Records in a dataset
::::
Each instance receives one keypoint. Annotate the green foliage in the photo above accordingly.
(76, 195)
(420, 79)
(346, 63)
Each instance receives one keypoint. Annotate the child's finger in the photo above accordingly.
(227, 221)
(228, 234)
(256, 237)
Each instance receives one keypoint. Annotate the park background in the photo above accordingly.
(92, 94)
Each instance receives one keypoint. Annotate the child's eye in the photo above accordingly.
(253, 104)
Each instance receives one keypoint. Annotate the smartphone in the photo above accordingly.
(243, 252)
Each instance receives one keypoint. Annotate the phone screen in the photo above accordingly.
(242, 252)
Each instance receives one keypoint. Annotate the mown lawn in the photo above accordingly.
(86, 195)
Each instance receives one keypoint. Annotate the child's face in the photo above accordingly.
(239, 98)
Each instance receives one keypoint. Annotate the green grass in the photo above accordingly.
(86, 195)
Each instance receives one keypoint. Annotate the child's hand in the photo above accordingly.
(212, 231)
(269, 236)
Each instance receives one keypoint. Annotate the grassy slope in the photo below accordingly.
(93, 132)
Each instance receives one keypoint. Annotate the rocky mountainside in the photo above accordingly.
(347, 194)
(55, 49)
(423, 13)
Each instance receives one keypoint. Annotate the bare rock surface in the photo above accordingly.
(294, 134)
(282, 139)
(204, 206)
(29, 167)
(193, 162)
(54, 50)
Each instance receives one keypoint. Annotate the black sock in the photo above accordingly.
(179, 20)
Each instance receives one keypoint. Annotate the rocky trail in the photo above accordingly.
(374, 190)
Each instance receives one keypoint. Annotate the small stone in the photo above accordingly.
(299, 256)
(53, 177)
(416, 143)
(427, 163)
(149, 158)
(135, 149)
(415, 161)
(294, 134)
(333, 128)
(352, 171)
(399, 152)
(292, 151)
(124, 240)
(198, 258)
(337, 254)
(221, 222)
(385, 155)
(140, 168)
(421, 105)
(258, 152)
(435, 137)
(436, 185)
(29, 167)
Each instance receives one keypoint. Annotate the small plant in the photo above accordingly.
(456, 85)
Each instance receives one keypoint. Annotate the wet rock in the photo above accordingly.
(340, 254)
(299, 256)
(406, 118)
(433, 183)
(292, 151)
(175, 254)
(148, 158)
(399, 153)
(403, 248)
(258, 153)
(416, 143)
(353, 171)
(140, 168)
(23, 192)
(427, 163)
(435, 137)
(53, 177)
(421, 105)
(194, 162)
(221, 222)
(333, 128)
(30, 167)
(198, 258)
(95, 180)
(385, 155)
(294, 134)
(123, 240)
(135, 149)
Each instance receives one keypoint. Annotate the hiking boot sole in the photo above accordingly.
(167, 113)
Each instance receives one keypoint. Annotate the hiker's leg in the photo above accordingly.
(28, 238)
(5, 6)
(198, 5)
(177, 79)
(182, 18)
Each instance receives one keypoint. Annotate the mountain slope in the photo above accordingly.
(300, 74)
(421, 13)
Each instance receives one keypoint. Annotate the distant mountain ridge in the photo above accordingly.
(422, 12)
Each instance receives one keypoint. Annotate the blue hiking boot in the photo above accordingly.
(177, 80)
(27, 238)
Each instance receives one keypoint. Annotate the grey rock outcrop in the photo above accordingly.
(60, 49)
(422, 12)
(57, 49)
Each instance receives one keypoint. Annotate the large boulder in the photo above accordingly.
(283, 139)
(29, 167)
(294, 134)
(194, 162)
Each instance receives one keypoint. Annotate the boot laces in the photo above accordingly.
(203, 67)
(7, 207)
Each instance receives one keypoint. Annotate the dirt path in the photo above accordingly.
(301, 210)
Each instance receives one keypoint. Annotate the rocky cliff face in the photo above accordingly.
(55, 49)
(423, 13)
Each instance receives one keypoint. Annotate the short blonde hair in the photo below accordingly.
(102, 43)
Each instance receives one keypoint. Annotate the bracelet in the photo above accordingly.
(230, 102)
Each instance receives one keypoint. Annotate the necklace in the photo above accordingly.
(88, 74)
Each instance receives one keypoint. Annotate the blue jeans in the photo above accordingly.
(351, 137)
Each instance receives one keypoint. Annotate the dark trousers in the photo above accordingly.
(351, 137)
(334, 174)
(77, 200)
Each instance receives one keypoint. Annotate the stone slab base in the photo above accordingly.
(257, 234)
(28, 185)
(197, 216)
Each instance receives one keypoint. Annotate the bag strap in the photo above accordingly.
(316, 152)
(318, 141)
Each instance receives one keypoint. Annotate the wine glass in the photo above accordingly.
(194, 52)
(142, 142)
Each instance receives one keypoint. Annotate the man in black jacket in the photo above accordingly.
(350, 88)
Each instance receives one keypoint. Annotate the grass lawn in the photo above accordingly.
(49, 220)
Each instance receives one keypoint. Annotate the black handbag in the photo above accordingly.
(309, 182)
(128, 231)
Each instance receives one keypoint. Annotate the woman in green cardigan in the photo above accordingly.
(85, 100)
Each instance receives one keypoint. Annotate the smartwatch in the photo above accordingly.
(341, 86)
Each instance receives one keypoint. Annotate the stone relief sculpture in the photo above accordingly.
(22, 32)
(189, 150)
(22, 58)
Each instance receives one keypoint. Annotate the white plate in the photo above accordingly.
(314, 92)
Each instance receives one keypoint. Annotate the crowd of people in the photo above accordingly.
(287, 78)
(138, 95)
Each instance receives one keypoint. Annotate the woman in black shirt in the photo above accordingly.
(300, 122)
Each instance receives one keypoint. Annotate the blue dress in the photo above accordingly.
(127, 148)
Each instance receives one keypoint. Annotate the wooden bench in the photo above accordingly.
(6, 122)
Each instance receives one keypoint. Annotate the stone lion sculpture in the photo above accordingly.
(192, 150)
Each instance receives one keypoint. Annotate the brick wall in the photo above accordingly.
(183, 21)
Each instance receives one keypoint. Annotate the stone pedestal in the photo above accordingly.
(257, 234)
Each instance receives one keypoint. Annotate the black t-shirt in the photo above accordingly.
::::
**What to produce:** Could you rewrite the stretch of lines from the one containing "Each instance receives one keypoint. Annotate the stone pedestal" through the end of the lines, requests included, with every coordinate in the answers multiplied by 2 and rounded to a whole number, halves rounded up?

**Solution to this task:**
Each instance receives one keypoint. Annotate the stone pedestal in the photo above accordingly.
(514, 468)
Each instance receives one keypoint. Annotate the black t-shirt in the photo above accordingly.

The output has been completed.